#### BRIEF
What lines of the data hold the string "player"? Copy them all.

[[ DATA EXTRACTS, beginning ]]

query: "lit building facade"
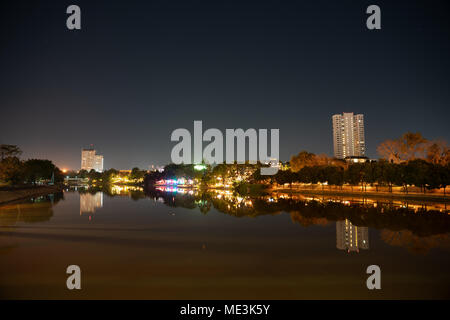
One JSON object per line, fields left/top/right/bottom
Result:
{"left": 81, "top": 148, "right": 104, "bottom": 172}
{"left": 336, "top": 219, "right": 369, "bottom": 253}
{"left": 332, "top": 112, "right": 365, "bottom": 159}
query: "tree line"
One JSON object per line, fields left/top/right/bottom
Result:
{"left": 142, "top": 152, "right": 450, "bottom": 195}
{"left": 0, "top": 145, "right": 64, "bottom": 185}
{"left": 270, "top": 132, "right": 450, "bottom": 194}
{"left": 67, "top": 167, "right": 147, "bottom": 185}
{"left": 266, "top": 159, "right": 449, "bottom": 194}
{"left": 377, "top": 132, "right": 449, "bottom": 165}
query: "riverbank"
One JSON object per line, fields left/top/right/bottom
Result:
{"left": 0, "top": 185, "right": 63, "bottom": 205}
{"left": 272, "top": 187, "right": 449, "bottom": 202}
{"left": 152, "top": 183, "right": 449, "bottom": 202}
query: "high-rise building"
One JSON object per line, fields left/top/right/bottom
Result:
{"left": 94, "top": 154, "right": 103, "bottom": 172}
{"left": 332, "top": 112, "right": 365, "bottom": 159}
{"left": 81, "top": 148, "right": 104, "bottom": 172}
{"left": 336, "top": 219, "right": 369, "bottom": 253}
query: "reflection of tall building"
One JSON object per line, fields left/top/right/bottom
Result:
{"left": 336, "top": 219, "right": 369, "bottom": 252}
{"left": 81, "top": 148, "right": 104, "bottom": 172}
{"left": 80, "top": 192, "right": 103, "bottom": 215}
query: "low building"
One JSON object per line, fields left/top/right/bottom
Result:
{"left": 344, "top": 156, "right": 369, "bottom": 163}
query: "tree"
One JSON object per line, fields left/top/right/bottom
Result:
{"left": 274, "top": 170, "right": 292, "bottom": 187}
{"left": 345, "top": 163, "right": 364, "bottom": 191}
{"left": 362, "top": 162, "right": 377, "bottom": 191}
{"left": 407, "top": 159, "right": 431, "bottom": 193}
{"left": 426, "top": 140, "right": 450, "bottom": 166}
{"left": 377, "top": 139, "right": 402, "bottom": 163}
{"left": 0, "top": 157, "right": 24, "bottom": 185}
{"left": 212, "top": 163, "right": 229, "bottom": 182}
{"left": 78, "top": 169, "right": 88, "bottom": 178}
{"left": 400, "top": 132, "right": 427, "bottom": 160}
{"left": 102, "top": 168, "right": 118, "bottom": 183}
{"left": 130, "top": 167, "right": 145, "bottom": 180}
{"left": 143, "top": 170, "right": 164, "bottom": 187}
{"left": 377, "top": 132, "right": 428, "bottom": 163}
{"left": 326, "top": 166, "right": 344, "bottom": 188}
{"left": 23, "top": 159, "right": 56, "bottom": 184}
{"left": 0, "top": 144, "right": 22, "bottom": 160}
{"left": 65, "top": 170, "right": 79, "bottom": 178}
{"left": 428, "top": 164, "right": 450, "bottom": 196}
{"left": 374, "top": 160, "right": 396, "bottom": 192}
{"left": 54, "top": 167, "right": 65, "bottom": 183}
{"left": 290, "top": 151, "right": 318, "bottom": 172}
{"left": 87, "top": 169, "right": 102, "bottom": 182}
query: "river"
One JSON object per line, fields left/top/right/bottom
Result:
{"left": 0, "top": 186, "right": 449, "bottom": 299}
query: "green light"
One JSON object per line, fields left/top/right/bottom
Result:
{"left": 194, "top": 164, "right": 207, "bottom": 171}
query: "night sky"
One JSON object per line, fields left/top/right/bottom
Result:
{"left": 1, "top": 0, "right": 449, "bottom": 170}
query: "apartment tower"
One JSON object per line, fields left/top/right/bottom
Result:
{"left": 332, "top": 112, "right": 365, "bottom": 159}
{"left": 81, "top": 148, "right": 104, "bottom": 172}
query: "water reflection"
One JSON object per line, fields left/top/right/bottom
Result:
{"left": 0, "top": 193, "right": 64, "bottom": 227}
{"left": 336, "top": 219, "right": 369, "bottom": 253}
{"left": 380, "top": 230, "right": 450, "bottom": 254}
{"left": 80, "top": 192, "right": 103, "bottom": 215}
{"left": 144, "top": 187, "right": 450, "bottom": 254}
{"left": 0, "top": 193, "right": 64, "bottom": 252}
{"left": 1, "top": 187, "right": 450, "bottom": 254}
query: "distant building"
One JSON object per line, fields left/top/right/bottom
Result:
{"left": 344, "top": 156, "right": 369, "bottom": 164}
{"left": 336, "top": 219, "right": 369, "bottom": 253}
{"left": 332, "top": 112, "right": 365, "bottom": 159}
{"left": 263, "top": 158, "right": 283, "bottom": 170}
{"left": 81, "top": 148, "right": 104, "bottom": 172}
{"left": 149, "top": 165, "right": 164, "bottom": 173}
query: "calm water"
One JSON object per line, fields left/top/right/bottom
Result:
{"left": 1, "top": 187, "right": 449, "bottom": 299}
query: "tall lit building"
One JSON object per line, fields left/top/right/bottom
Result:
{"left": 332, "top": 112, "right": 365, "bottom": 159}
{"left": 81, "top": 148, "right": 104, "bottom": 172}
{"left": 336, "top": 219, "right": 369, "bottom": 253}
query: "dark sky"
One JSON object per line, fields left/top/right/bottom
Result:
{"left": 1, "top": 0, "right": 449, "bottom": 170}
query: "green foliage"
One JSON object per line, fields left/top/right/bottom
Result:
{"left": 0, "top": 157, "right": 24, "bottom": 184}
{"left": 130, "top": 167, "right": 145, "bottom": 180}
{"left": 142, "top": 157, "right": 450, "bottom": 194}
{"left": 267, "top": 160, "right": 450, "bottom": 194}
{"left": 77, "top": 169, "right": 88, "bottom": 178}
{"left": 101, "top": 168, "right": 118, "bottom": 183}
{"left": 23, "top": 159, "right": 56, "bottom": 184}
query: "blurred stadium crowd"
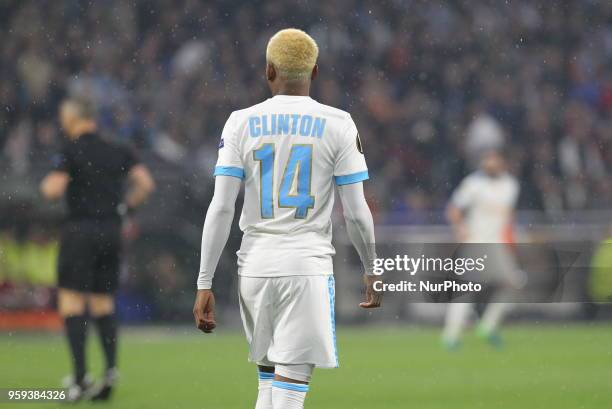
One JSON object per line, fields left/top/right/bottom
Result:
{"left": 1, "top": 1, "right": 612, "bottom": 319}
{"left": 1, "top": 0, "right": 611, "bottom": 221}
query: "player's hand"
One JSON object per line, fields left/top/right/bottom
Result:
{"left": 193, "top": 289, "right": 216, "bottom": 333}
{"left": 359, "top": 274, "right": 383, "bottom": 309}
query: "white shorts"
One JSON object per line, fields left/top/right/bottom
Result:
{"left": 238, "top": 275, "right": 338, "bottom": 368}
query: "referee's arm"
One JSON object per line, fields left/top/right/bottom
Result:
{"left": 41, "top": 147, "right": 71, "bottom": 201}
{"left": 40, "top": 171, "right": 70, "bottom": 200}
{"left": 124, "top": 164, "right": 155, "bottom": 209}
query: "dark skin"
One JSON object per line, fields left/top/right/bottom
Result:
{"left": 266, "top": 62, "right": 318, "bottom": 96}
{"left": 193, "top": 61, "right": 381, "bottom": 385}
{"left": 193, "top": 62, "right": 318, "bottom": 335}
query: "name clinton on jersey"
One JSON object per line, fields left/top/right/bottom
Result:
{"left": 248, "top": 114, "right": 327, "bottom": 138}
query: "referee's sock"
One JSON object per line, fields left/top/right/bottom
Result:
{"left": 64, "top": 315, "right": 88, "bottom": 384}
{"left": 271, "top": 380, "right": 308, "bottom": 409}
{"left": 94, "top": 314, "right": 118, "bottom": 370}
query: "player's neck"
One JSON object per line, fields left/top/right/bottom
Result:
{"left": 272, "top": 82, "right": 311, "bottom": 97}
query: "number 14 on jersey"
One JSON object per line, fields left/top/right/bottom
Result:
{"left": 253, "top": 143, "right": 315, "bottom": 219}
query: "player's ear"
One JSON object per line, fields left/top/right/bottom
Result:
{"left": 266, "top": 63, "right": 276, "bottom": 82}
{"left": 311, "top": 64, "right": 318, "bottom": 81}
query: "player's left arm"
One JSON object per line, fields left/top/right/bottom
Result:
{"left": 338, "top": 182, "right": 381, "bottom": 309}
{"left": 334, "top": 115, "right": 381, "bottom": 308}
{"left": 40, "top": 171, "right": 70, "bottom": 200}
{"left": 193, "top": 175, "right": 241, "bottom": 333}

[[ DATA EXTRACTS, end ]]

#### EXERCISE RESPONSE
query: "player's hand"
query: "player's neck"
query: "player's ear"
query: "player's left arm"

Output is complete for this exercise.